Rows from a dataset:
============================================================
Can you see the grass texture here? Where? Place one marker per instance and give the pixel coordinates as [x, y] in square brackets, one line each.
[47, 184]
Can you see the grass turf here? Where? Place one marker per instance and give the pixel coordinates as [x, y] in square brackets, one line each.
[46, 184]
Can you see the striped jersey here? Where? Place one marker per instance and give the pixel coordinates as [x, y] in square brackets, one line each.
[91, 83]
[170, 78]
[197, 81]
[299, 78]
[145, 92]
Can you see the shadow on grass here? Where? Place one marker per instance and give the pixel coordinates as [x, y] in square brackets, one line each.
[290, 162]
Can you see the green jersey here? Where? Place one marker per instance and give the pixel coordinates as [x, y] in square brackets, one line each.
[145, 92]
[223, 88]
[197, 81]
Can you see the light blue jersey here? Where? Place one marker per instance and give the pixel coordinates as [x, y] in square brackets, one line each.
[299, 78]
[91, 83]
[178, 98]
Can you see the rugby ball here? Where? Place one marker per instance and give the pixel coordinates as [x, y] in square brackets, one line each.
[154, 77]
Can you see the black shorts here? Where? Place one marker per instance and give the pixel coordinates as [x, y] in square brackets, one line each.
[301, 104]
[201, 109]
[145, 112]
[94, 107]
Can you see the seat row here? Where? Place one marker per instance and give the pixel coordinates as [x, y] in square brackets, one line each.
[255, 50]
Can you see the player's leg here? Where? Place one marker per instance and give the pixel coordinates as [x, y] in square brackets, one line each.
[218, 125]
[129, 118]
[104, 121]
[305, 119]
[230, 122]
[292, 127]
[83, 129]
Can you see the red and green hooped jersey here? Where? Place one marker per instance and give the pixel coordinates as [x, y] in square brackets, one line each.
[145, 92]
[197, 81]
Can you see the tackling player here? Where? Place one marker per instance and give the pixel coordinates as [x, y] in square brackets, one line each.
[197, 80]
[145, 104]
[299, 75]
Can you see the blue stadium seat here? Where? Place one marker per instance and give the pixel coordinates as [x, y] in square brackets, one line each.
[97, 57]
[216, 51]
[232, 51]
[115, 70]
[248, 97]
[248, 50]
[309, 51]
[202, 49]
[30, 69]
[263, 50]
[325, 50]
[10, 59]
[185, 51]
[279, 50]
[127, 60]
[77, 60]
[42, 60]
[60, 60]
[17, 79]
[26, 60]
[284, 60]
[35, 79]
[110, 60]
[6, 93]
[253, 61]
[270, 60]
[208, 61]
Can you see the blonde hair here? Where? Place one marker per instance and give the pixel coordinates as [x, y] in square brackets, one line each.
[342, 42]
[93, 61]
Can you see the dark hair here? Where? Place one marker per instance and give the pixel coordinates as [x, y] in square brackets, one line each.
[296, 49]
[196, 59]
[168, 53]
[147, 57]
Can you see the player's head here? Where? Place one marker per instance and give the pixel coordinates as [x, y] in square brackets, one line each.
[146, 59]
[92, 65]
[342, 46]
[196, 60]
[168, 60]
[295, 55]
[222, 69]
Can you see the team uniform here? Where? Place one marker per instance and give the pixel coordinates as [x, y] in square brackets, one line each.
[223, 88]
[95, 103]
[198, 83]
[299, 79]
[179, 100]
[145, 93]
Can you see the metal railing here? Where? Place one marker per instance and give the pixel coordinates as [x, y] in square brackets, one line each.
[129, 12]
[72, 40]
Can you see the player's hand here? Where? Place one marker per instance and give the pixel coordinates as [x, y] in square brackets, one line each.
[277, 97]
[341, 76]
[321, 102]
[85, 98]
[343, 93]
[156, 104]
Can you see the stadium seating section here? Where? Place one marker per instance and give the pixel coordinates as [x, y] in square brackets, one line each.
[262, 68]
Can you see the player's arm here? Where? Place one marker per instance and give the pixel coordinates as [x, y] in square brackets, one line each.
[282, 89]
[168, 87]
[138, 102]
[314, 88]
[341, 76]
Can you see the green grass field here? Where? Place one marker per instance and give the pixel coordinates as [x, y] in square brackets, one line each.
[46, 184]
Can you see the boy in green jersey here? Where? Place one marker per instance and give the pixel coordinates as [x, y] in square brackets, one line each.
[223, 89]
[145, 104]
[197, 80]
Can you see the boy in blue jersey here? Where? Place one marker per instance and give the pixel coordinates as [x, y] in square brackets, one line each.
============================================================
*DIRECTIONS:* Present every line in the listing above as a numbered list, omitting any blank lines.

*SOLUTION FOR THIS PROBLEM:*
1. Can you see the grass texture here? Where? Place one marker per instance and give the pixel coordinates as [x, y] in square brackets, one line each.
2. [47, 184]
3. Can you see the grass turf here? Where? Place one marker per instance and give the pixel coordinates as [x, y] in square brackets, one line each.
4. [46, 184]
5. Can you see the striped jersey here? Where? Place one marker per instance and give the pixel coordinates as [x, y] in square brackets, one line each.
6. [91, 83]
7. [170, 78]
8. [197, 81]
9. [299, 78]
10. [145, 92]
11. Can you see the shadow on grass here? Where? Place one marker per instance and give the pixel coordinates as [x, y] in square brackets, one line each.
12. [290, 162]
13. Can you see the green jersey here? Where? Place one marker per instance and give the pixel coordinates as [x, y] in square brackets, one line each.
14. [145, 92]
15. [223, 88]
16. [197, 81]
17. Can you see the light blue jersey here? Where? Place one marker per instance and give the pixel coordinates as [x, y] in square brackets, one line each.
18. [299, 78]
19. [91, 83]
20. [178, 98]
21. Can you see the rugby ball here? Where? Place one marker per instance and give the pixel coordinates as [x, y] in square brackets, one line each.
22. [154, 77]
23. Can you see the black shorts here? Where? Place one marker per instance and give the pixel coordinates as [x, y] in square brackets, one line each.
24. [301, 104]
25. [201, 109]
26. [145, 112]
27. [94, 107]
28. Can you see the seat row here? Where? Place one marker per instance and give the pixel coordinates as [x, y] in square brackets, one line each.
29. [255, 50]
30. Can you see the player's leg here? Where? Place one marker per instance and give the pixel coordinates as [x, y] in square brackets, one line each.
31. [218, 125]
32. [129, 118]
33. [104, 121]
34. [305, 119]
35. [230, 122]
36. [292, 127]
37. [83, 129]
38. Can you see the red and green hooped jersey here? Where? Place one marker per instance and give the pixel coordinates as [x, y] in square brackets, one line each.
39. [145, 92]
40. [197, 81]
41. Can you see the tackling player here? Where? Place one marker per instance and give the pixel coordinates as [x, y] in square brackets, one line each.
42. [197, 80]
43. [145, 104]
44. [299, 75]
45. Can you see the blue stadium seat here? Where? Place one marker per instance and give the pixel coordinates as [x, y] in square brackets, one line each.
46. [97, 57]
47. [216, 51]
48. [232, 51]
49. [115, 70]
50. [248, 97]
51. [248, 50]
52. [309, 51]
53. [202, 49]
54. [30, 69]
55. [263, 50]
56. [325, 50]
57. [10, 59]
58. [185, 51]
59. [279, 50]
60. [127, 60]
61. [77, 60]
62. [42, 60]
63. [60, 60]
64. [17, 79]
65. [26, 60]
66. [284, 60]
67. [35, 79]
68. [110, 60]
69. [6, 93]
70. [253, 61]
71. [270, 60]
72. [208, 61]
73. Can you see the blonde hair here? Where? Place one marker per instance and give the pixel coordinates as [x, y] in square brackets, one line each.
74. [342, 42]
75. [93, 61]
76. Can you see the dark hair here? Where? Place one marker per instance and give the pixel coordinates as [x, y] in square brackets, one line each.
77. [296, 49]
78. [196, 59]
79. [168, 53]
80. [147, 57]
81. Can you see the player's head here? Where? Place one marker per instance and give the pixel coordinates as [x, y] in square brackets, one line each.
82. [146, 59]
83. [92, 65]
84. [342, 46]
85. [196, 60]
86. [168, 60]
87. [295, 55]
88. [222, 69]
89. Can you see the team uniform here? Where? Place one marker per instance and give the pixel coordinates as [x, y] in square brackets, one line each.
90. [223, 88]
91. [95, 103]
92. [198, 83]
93. [299, 79]
94. [179, 100]
95. [145, 93]
96. Can you see the metal railing here? Where? Place one marker per instance and give the pixel coordinates as [x, y] in square brackets, one line each.
97. [129, 12]
98. [72, 40]
99. Can you see the player's hand here? Where? Place one marker per instance and give the pixel coordinates as [x, y] in square brackets, one line each.
100. [277, 97]
101. [341, 76]
102. [321, 102]
103. [85, 98]
104. [343, 93]
105. [156, 104]
106. Can you see the stadium seating section here? Where? Place one marker per instance and give the pixel coordinates as [x, y] in square brackets, one line each.
107. [262, 68]
108. Can you see the player's arm here? Where? Place one marker per instance and give the pixel coordinates as [x, y] in square brackets, one line each.
109. [282, 89]
110. [168, 87]
111. [138, 102]
112. [314, 88]
113. [341, 76]
114. Can you see the green grass field here? Where? Place one marker per instance and give the pixel coordinates as [x, y] in square brackets, one line each.
115. [46, 184]
116. Can you see the boy in green jersey here? Where? Place one marker per instance and give the pixel coordinates as [x, y] in square brackets, one line each.
117. [223, 89]
118. [145, 104]
119. [197, 80]
120. Can you see the boy in blue jersey here? Where? Place one marker per instance and give the pixel coordinates as [x, y] in square brackets, one line each.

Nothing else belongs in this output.